── Dados a processar ──
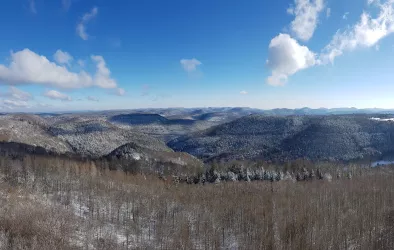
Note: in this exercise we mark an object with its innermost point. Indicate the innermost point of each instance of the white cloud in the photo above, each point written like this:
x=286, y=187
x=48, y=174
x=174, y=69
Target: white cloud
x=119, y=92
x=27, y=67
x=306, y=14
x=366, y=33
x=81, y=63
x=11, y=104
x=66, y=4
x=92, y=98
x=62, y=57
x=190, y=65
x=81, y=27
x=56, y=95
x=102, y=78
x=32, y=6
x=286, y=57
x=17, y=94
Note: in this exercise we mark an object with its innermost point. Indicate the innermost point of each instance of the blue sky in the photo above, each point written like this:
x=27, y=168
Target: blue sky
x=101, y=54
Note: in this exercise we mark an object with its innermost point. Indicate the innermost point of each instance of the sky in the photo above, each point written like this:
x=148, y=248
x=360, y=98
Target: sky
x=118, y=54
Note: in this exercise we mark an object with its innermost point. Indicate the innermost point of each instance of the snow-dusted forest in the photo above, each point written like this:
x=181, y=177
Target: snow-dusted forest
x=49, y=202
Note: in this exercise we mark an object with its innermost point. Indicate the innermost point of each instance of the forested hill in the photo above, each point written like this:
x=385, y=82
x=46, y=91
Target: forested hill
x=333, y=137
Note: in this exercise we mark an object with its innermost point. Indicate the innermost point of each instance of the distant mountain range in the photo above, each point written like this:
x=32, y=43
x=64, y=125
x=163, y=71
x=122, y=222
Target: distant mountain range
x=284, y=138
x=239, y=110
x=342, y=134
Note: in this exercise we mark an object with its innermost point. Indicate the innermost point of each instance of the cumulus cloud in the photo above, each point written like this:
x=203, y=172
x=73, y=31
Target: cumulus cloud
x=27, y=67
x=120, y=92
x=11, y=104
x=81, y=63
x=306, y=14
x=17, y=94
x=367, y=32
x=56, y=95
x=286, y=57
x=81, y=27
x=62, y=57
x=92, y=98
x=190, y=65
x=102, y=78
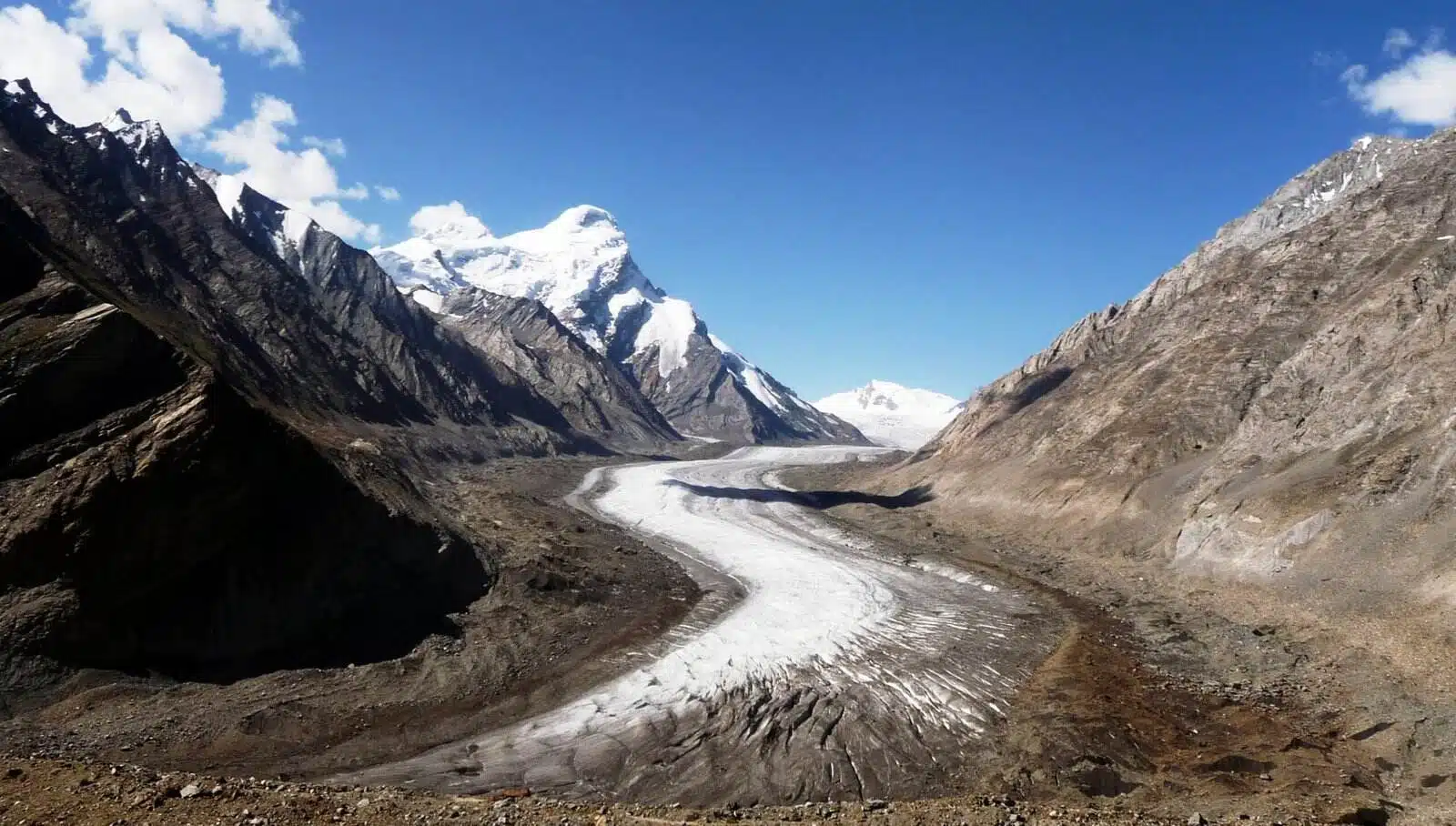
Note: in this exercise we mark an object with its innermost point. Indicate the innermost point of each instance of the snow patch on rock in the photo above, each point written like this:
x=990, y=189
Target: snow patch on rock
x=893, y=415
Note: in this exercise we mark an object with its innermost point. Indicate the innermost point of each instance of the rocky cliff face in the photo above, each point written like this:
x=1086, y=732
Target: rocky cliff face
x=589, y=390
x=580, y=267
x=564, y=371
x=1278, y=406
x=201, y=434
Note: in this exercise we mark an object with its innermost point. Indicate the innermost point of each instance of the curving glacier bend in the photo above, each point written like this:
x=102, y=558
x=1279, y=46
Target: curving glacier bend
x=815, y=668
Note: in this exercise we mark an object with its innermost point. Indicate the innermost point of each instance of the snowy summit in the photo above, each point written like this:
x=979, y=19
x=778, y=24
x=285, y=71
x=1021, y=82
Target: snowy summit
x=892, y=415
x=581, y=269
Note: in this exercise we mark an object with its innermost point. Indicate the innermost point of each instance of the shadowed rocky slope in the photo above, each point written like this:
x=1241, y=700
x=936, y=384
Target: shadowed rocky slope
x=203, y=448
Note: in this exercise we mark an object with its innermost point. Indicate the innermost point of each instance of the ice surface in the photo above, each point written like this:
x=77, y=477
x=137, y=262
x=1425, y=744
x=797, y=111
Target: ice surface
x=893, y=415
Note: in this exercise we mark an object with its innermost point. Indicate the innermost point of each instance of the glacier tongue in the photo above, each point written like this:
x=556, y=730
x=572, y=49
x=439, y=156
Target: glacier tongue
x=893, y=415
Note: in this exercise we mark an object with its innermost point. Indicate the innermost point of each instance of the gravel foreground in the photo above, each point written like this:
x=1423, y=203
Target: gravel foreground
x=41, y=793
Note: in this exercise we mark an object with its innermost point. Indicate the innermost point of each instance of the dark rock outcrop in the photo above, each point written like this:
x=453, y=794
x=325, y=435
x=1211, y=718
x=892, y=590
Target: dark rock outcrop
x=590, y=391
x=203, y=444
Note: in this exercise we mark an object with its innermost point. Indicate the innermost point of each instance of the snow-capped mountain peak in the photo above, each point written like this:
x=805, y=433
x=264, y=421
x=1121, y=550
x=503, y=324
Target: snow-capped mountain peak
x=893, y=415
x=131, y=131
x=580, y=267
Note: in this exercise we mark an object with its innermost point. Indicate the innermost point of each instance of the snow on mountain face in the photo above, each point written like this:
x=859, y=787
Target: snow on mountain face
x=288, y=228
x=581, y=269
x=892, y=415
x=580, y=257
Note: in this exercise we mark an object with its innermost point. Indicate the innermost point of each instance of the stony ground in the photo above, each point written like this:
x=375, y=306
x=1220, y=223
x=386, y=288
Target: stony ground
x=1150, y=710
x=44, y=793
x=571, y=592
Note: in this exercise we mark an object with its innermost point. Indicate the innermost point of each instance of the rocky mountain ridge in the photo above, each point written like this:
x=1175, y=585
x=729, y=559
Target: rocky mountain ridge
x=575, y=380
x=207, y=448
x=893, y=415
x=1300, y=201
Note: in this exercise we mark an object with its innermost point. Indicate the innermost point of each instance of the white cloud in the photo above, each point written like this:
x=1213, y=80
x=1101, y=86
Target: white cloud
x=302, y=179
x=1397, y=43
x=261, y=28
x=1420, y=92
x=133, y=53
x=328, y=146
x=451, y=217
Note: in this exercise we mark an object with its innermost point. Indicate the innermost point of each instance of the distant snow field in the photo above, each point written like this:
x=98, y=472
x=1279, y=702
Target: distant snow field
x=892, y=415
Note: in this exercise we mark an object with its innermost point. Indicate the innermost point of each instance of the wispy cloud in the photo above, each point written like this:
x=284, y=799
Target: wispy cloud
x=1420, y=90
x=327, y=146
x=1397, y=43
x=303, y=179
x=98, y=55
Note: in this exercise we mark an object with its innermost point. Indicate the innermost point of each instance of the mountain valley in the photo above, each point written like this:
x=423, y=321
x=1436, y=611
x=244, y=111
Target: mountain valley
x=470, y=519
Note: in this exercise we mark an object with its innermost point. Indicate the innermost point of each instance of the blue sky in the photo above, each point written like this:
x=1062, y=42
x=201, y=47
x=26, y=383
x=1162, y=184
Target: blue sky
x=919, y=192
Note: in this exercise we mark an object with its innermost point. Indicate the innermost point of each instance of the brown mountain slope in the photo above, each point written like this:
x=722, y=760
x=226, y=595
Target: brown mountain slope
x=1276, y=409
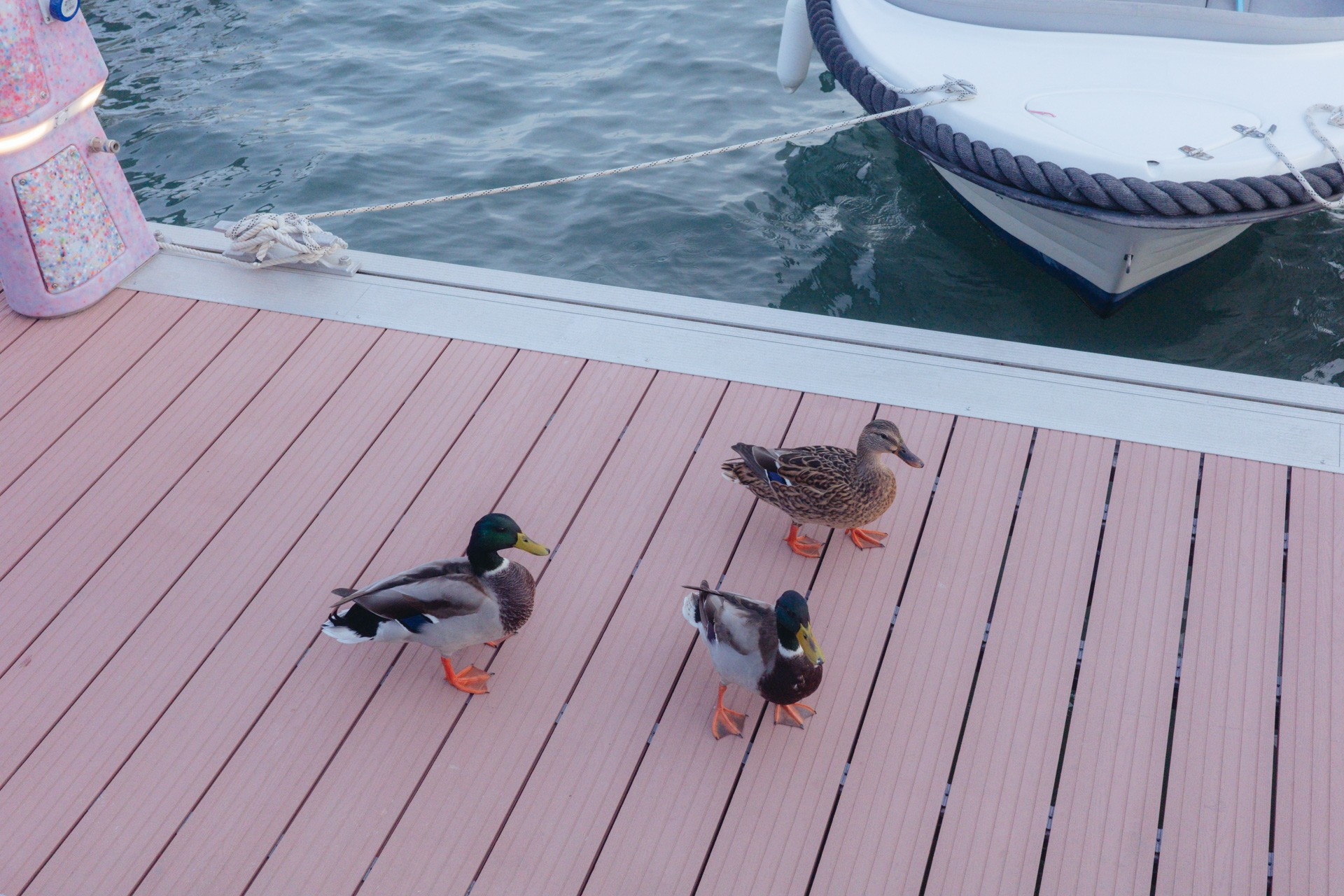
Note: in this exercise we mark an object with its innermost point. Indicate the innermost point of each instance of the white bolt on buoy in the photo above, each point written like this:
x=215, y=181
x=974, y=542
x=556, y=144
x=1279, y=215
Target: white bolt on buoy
───
▸ **Enunciado da tarefa**: Por favor, reescreva todas as linhas acima como uma tabela Markdown com as colunas Nº e Linha, numerando cada linha e omitindo as linhas em branco. Não inclua as imagens na resposta.

▸ **Resolução do exercício**:
| Nº | Linha |
|---|---|
| 1 | Note: in this exercise we mark an object with its innermost point. Indicate the innermost point of each instance of the white cloud in the photo above, each point written like this: |
| 2 | x=286, y=187 |
| 3 | x=48, y=174 |
| 4 | x=174, y=69 |
| 5 | Target: white cloud |
| 6 | x=119, y=92 |
| 7 | x=27, y=67 |
| 8 | x=306, y=14 |
| 9 | x=366, y=33 |
| 10 | x=81, y=63 |
| 11 | x=11, y=104 |
| 12 | x=66, y=4 |
| 13 | x=92, y=98 |
| 14 | x=62, y=57 |
| 15 | x=190, y=65 |
| 16 | x=81, y=27 |
| 17 | x=56, y=95 |
| 18 | x=102, y=78 |
| 19 | x=32, y=6 |
| 20 | x=286, y=57 |
| 21 | x=17, y=94 |
| 22 | Note: in this exercise we mark an object with its innermost point. Indicate the innermost point of each instance of the blue sky in the photo above, each point written like this: |
| 23 | x=27, y=168 |
| 24 | Target: blue sky |
| 25 | x=101, y=54 |
| 26 | Note: in this exercise we mark an object with its innermost point. Indicate the innermost point of each instance of the sky in the photo above, each point written like this: |
| 27 | x=148, y=248 |
| 28 | x=360, y=98 |
| 29 | Target: sky |
| 30 | x=118, y=54 |
| 31 | Note: in this exercise we mark an object with its innermost point. Indicate the innermost point of each instance of the snow-dusted forest in the photo above, each point written like this: |
| 32 | x=181, y=177 |
| 33 | Target: snow-dusted forest |
| 34 | x=49, y=202 |
| 35 | Note: in this exercise we mark an object with its innermost point. Indicate the innermost point of each instance of the forested hill in the photo above, each point written like this: |
| 36 | x=385, y=82 |
| 37 | x=46, y=91 |
| 38 | Target: forested hill |
| 39 | x=333, y=137 |
| 40 | Note: in this exercise we mark an object with its innermost point. Indicate the innermost point of each instance of the distant mountain range in the photo above, each point written like this: |
| 41 | x=32, y=43 |
| 42 | x=64, y=125 |
| 43 | x=163, y=71 |
| 44 | x=122, y=222 |
| 45 | Target: distant mountain range |
| 46 | x=284, y=138 |
| 47 | x=239, y=110 |
| 48 | x=342, y=134 |
| 49 | Note: in this exercise we mark an object with its innermost point. Indicate the innermost point of each instance of the cumulus cloud in the photo above, each point written like this: |
| 50 | x=203, y=172 |
| 51 | x=73, y=31 |
| 52 | Target: cumulus cloud |
| 53 | x=27, y=67 |
| 54 | x=120, y=92 |
| 55 | x=11, y=104 |
| 56 | x=81, y=63 |
| 57 | x=306, y=14 |
| 58 | x=17, y=94 |
| 59 | x=367, y=32 |
| 60 | x=56, y=95 |
| 61 | x=286, y=57 |
| 62 | x=81, y=27 |
| 63 | x=62, y=57 |
| 64 | x=92, y=98 |
| 65 | x=190, y=65 |
| 66 | x=102, y=78 |
| 67 | Note: in this exercise we mark an object with its innermost point. Indicate the innermost point of each instance of the snow patch on rock in the photo above, each point written like this: |
| 68 | x=990, y=189 |
| 69 | Target: snow patch on rock |
| 70 | x=893, y=415 |
| 71 | Note: in this exercise we mark an object with its innermost point. Indicate the innermost point of each instance of the rocky cliff face in the photo above, each point written like this: |
| 72 | x=1086, y=732 |
| 73 | Target: rocky cliff face |
| 74 | x=589, y=390 |
| 75 | x=580, y=267 |
| 76 | x=564, y=371 |
| 77 | x=1278, y=406 |
| 78 | x=201, y=434 |
| 79 | Note: in this exercise we mark an object with its innermost point. Indicate the innermost point of each instance of the curving glacier bend in the photo above, each point written like this: |
| 80 | x=102, y=558 |
| 81 | x=1279, y=46 |
| 82 | Target: curving glacier bend |
| 83 | x=815, y=668 |
| 84 | Note: in this exercise we mark an object with its innermost point. Indicate the innermost point of each instance of the snowy summit in the photo above, each point written like this: |
| 85 | x=979, y=19 |
| 86 | x=778, y=24 |
| 87 | x=285, y=71 |
| 88 | x=1021, y=82 |
| 89 | Target: snowy summit |
| 90 | x=892, y=415 |
| 91 | x=581, y=269 |
| 92 | Note: in this exercise we mark an object with its innermost point. Indicate the innermost point of each instance of the shadowed rocky slope in the photo above, each point written like this: |
| 93 | x=1241, y=700 |
| 94 | x=936, y=384 |
| 95 | Target: shadowed rocky slope |
| 96 | x=203, y=448 |
| 97 | Note: in this exercise we mark an object with its innermost point. Indicate the innermost point of each instance of the ice surface in the photo above, each point written like this: |
| 98 | x=77, y=477 |
| 99 | x=137, y=262 |
| 100 | x=1425, y=744 |
| 101 | x=797, y=111 |
| 102 | Target: ice surface |
| 103 | x=893, y=415 |
| 104 | Note: in this exercise we mark an object with its innermost point. Indicate the innermost point of each instance of the glacier tongue in the photo above, each point written like this: |
| 105 | x=556, y=730 |
| 106 | x=572, y=49 |
| 107 | x=439, y=156 |
| 108 | Target: glacier tongue |
| 109 | x=893, y=415 |
| 110 | Note: in this exercise we mark an object with its innermost point. Indicate the innermost point of each instance of the gravel foreground in the photo above, each point written like this: |
| 111 | x=1423, y=203 |
| 112 | Target: gravel foreground |
| 113 | x=41, y=793 |
| 114 | Note: in this exercise we mark an object with its innermost point. Indicate the innermost point of each instance of the dark rock outcrop in the photo above, each point written like this: |
| 115 | x=453, y=794 |
| 116 | x=325, y=435 |
| 117 | x=1211, y=718 |
| 118 | x=892, y=590 |
| 119 | Target: dark rock outcrop |
| 120 | x=590, y=391 |
| 121 | x=203, y=444 |
| 122 | Note: in this exercise we mark an object with its innermost point. Indicate the innermost point of each instance of the snow-capped mountain peak in the photo above, each point written like this: |
| 123 | x=805, y=433 |
| 124 | x=264, y=421 |
| 125 | x=1121, y=550 |
| 126 | x=503, y=324 |
| 127 | Target: snow-capped mountain peak |
| 128 | x=893, y=415 |
| 129 | x=131, y=131 |
| 130 | x=580, y=267 |
| 131 | Note: in this exercise we mark an object with its innermost point. Indicate the innermost point of each instance of the snow on mountain face in the photo above, each point written like this: |
| 132 | x=859, y=787 |
| 133 | Target: snow on mountain face |
| 134 | x=288, y=228 |
| 135 | x=581, y=269 |
| 136 | x=892, y=415 |
| 137 | x=580, y=257 |
| 138 | Note: in this exercise we mark an object with its innermost point. Indicate the innermost point of each instance of the stony ground in the photo above, each point written like this: |
| 139 | x=375, y=306 |
| 140 | x=1220, y=223 |
| 141 | x=386, y=288 |
| 142 | Target: stony ground |
| 143 | x=1150, y=710 |
| 144 | x=44, y=793 |
| 145 | x=571, y=592 |
| 146 | Note: in this exercise we mark an object with its innermost point. Indicate the innermost point of each instance of the rocky mountain ridge in the photo above, each point written like this: |
| 147 | x=1175, y=585 |
| 148 | x=729, y=559 |
| 149 | Target: rocky mountain ridge |
| 150 | x=575, y=380 |
| 151 | x=207, y=448 |
| 152 | x=893, y=415 |
| 153 | x=1300, y=201 |
| 154 | Note: in this exercise we mark an object with its innermost point. Indicate the innermost point of each instance of the white cloud in the photo above, each point written like this: |
| 155 | x=1213, y=80 |
| 156 | x=1101, y=86 |
| 157 | Target: white cloud |
| 158 | x=302, y=179 |
| 159 | x=1397, y=43 |
| 160 | x=261, y=28 |
| 161 | x=1420, y=92 |
| 162 | x=133, y=53 |
| 163 | x=328, y=146 |
| 164 | x=451, y=217 |
| 165 | Note: in this exercise we mark an object with its innermost point. Indicate the innermost point of each instance of the distant snow field in the photo above, each point written like this: |
| 166 | x=98, y=472 |
| 167 | x=1279, y=702 |
| 168 | Target: distant snow field |
| 169 | x=892, y=415 |
| 170 | Note: in this exercise we mark an object with its innermost point. Indicate the innermost point of each instance of the wispy cloud in the photo above, each point written like this: |
| 171 | x=284, y=799 |
| 172 | Target: wispy cloud |
| 173 | x=1420, y=90 |
| 174 | x=327, y=146 |
| 175 | x=1397, y=43 |
| 176 | x=303, y=179 |
| 177 | x=98, y=55 |
| 178 | Note: in this exercise we mark an object with its innermost point. Indicate the innermost point of each instance of the mountain valley in the photo above, each point written like this: |
| 179 | x=423, y=321 |
| 180 | x=1436, y=611 |
| 181 | x=244, y=111 |
| 182 | Target: mountain valley |
| 183 | x=470, y=519 |
| 184 | Note: in this exercise we mark an object with its innermost point. Indicate the innermost point of each instance of the blue sky in the photo above, each point written like this: |
| 185 | x=1062, y=42 |
| 186 | x=201, y=47 |
| 187 | x=26, y=383 |
| 188 | x=1162, y=184 |
| 189 | Target: blue sky |
| 190 | x=919, y=192 |
| 191 | Note: in this exercise we mark an object with its innermost point. Indicate the innermost point of each instance of the brown mountain slope in the photo above, each point written like this: |
| 192 | x=722, y=760 |
| 193 | x=226, y=595 |
| 194 | Target: brown mountain slope |
| 195 | x=1276, y=409 |
| 196 | Note: in this exercise we mark an object with its innermost point. Indicate the innermost point of each instance of the white bolt on buoy in the photo above, each point written like this: |
| 197 | x=215, y=181 |
| 198 | x=974, y=542 |
| 199 | x=556, y=144 |
| 200 | x=1279, y=215 |
| 201 | Target: white bolt on buoy |